Entries contained in a dataset:

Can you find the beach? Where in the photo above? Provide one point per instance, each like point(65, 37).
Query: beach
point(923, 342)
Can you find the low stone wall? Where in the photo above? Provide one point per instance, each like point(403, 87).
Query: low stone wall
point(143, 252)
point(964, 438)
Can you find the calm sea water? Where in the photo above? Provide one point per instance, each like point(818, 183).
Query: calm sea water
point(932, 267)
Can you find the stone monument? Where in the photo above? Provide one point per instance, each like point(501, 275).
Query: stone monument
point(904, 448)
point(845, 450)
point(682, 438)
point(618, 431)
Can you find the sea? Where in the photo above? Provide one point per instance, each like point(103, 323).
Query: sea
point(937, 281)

§ EXERCISE DETAILS
Express the lines of the entries above, from the line containing "Can you find the low" up to and including the line containing "point(964, 438)", as a Markdown table with the columns Row and Line. Number each row and omit blank lines.

§ RESULT
| Row | Line |
|---|---|
| 1 | Can you find the low stone wall? Where in the photo above? Provide one point per instance, each like point(403, 87). |
| 2 | Query: low stone wall |
| 3 | point(143, 252) |
| 4 | point(964, 438) |